(Work required) Copy every line of the records word for word, starting at the first line and ending at the line that contains "[135,154,509,356]", with both of those lines included.

(Extracted data)
§
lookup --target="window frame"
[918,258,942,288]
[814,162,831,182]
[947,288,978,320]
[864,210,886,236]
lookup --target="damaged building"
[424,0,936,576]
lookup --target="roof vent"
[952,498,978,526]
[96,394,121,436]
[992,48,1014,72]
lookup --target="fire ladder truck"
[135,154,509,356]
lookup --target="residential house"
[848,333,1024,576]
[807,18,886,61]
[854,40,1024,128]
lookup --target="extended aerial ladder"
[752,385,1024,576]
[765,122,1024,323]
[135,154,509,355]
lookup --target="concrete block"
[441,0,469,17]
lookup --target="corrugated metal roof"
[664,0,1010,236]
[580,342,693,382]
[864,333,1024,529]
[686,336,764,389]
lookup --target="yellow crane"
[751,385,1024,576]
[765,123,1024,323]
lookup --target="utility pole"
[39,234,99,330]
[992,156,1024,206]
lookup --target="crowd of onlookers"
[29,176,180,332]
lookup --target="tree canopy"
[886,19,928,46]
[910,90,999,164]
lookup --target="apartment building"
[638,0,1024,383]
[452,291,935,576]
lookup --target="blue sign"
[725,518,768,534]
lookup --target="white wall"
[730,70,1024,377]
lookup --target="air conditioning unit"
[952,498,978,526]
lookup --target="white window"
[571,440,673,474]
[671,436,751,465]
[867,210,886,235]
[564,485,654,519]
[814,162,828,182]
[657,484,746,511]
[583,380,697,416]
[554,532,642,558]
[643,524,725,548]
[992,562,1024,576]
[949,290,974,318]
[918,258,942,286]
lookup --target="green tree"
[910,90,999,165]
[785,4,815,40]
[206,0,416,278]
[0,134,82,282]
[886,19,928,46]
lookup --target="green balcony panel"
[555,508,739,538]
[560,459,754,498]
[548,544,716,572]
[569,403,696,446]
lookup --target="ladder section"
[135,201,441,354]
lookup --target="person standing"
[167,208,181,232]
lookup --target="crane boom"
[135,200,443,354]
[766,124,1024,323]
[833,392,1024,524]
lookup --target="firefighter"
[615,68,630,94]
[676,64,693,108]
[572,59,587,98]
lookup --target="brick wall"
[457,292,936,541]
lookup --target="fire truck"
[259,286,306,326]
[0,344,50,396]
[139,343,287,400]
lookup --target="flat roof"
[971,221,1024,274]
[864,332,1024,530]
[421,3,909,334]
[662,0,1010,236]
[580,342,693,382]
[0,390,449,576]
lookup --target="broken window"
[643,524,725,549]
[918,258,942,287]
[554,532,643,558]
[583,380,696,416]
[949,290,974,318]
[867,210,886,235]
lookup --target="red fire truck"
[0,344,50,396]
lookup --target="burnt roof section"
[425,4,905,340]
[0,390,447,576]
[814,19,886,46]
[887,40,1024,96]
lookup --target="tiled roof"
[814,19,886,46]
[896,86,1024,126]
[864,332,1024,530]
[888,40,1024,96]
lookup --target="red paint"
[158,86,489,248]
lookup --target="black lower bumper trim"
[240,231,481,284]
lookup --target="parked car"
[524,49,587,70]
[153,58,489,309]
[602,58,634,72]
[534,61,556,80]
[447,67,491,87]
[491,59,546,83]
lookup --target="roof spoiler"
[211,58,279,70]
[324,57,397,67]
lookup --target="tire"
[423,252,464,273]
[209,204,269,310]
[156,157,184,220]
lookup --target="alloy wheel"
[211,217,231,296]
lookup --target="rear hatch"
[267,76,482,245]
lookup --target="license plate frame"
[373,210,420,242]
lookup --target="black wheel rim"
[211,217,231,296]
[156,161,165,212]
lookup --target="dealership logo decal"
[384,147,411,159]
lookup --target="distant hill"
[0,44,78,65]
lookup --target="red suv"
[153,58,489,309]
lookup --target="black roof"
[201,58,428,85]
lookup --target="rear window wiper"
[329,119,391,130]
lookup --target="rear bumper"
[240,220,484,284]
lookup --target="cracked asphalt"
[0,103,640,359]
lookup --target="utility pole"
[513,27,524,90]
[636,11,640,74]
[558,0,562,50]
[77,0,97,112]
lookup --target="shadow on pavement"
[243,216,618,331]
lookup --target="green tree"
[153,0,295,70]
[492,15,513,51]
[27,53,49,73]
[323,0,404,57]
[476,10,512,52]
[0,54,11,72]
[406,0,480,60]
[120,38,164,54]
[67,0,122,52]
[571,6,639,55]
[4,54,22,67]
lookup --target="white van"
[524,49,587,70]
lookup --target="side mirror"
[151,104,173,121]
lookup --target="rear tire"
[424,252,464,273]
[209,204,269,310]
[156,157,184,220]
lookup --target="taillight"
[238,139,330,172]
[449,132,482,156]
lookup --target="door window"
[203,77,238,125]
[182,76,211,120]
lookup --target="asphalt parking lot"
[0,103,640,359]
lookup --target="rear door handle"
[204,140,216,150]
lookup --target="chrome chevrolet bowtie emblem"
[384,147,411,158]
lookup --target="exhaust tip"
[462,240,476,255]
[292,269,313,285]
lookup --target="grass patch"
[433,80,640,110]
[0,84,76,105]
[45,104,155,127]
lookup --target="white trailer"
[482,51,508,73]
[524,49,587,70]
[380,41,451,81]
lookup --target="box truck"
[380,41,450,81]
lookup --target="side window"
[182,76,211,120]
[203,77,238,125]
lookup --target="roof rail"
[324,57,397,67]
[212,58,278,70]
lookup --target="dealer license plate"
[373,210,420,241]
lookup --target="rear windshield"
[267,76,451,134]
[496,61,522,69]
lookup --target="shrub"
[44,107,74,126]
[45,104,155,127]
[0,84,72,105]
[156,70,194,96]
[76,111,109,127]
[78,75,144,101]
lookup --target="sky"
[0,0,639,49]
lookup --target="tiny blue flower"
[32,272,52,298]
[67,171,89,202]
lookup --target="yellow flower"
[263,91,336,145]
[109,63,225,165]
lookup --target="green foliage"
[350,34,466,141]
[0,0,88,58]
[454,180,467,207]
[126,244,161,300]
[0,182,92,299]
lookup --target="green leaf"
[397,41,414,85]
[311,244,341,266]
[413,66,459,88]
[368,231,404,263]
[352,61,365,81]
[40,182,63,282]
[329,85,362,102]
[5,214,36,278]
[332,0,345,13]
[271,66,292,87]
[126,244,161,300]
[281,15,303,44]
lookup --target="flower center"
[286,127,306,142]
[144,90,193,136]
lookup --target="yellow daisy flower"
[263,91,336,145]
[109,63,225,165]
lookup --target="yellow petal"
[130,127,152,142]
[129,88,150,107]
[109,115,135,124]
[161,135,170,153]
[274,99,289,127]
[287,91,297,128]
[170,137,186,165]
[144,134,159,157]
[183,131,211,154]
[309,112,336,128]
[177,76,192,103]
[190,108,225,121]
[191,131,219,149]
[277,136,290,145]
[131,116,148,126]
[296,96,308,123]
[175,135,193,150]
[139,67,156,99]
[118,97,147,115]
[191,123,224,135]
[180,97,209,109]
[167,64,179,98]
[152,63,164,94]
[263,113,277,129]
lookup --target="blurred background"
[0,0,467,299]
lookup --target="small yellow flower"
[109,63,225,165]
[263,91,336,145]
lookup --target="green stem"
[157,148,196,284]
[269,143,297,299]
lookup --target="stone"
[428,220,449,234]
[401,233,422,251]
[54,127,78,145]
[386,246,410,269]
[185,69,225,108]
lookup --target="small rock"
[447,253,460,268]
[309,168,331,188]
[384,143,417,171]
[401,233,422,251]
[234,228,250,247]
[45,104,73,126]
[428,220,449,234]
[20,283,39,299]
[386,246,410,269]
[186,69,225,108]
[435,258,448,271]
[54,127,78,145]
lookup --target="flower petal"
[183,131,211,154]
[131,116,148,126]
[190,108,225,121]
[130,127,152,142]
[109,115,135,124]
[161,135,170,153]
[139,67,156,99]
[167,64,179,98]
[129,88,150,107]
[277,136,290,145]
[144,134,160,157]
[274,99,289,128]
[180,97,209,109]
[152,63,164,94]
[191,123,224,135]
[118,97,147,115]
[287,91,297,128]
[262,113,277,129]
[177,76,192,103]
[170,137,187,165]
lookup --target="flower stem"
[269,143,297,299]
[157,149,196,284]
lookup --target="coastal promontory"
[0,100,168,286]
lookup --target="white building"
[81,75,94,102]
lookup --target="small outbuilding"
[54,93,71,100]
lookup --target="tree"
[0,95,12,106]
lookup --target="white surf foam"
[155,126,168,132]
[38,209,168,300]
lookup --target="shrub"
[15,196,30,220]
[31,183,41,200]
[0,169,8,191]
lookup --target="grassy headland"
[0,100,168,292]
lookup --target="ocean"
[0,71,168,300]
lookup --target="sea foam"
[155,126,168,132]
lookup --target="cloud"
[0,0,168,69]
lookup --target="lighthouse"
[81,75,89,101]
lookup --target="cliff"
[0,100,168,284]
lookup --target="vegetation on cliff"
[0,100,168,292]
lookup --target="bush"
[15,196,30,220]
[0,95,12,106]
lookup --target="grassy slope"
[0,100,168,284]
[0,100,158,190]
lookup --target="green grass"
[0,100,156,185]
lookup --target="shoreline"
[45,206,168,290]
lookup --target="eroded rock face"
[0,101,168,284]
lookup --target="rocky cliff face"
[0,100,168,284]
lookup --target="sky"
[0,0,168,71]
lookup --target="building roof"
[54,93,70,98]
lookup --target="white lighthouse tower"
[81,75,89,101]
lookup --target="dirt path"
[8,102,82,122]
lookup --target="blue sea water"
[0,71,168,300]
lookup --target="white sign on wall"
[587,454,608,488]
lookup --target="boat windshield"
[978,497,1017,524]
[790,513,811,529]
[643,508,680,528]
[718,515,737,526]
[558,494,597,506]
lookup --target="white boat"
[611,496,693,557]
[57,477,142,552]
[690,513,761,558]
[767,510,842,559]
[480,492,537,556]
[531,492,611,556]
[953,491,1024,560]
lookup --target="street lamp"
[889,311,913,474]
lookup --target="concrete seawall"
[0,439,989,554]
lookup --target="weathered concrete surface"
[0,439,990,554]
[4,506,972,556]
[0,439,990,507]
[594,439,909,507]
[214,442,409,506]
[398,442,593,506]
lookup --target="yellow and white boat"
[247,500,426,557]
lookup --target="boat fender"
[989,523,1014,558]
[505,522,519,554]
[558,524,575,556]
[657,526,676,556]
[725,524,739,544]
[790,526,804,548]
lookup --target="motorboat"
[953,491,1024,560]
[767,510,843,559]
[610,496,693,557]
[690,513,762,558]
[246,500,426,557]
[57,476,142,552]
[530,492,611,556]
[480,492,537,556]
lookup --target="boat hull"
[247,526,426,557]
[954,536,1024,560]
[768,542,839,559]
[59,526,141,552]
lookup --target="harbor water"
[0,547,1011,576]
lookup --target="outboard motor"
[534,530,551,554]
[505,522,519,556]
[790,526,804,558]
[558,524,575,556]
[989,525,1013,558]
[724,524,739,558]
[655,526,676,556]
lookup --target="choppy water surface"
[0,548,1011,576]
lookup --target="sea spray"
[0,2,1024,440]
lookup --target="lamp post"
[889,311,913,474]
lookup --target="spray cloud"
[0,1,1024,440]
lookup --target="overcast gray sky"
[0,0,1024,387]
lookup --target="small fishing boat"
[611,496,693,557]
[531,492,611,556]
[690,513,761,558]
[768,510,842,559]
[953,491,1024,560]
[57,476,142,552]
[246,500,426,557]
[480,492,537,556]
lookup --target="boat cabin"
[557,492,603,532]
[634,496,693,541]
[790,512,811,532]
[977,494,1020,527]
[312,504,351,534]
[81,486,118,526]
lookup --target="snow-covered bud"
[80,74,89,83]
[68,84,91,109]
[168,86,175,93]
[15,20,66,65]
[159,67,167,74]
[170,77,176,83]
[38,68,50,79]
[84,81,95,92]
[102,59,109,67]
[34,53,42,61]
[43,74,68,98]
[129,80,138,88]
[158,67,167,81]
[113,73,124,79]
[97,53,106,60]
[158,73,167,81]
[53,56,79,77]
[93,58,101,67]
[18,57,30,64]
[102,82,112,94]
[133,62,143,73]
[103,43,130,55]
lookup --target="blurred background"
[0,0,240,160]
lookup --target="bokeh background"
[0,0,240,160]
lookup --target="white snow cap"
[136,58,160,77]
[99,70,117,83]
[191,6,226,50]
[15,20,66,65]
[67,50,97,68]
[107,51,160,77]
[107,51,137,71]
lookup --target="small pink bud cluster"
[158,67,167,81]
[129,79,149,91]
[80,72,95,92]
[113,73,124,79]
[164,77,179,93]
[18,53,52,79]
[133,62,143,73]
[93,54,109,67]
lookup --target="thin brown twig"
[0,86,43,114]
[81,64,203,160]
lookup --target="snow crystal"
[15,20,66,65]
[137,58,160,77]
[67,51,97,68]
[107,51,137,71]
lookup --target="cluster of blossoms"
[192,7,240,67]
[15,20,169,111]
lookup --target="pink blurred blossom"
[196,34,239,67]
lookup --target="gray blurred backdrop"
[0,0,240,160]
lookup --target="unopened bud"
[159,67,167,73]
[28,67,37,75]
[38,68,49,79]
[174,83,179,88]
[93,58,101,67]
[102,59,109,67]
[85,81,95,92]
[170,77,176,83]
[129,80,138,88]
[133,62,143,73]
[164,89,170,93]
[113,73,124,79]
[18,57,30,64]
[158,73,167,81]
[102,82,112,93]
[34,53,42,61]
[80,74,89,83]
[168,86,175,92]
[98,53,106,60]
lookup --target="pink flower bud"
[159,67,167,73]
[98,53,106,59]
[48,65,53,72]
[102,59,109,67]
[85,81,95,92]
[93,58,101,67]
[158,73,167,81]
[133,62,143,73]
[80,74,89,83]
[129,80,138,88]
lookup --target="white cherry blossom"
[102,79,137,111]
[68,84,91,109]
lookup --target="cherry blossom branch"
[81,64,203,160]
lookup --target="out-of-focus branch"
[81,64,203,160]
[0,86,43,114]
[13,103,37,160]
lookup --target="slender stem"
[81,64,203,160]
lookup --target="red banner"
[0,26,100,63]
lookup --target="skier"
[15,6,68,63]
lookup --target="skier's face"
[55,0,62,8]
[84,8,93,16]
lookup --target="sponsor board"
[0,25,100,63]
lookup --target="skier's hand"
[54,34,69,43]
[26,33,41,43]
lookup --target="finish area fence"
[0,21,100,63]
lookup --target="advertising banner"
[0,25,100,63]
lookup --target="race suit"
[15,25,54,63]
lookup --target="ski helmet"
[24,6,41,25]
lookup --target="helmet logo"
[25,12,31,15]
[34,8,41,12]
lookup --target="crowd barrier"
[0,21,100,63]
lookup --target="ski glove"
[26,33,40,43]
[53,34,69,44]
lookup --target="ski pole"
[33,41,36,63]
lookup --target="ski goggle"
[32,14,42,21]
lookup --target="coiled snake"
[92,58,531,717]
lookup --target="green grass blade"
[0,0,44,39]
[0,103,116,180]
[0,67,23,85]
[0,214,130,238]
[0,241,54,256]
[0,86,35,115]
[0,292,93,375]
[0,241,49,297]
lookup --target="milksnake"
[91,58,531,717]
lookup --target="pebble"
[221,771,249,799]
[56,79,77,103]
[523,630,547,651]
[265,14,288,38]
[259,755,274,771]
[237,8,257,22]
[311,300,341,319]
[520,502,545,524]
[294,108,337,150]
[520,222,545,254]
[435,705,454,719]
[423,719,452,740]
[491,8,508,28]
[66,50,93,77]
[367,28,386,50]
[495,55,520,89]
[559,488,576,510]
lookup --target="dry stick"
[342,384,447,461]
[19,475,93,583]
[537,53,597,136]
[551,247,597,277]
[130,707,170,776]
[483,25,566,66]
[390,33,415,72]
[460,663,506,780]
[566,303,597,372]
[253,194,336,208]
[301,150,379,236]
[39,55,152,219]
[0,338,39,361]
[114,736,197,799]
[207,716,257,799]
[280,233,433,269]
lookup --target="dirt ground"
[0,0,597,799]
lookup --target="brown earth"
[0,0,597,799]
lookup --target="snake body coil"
§
(Answer to this problem)
lookup --target="window frame"
[918,258,942,288]
[814,162,831,182]
[947,288,978,320]
[864,210,886,236]
lookup --target="damaged building"
[424,0,936,576]
lookup --target="roof vent"
[952,498,978,526]
[96,394,121,436]
[992,48,1014,72]
lookup --target="fire ladder truck"
[135,154,509,356]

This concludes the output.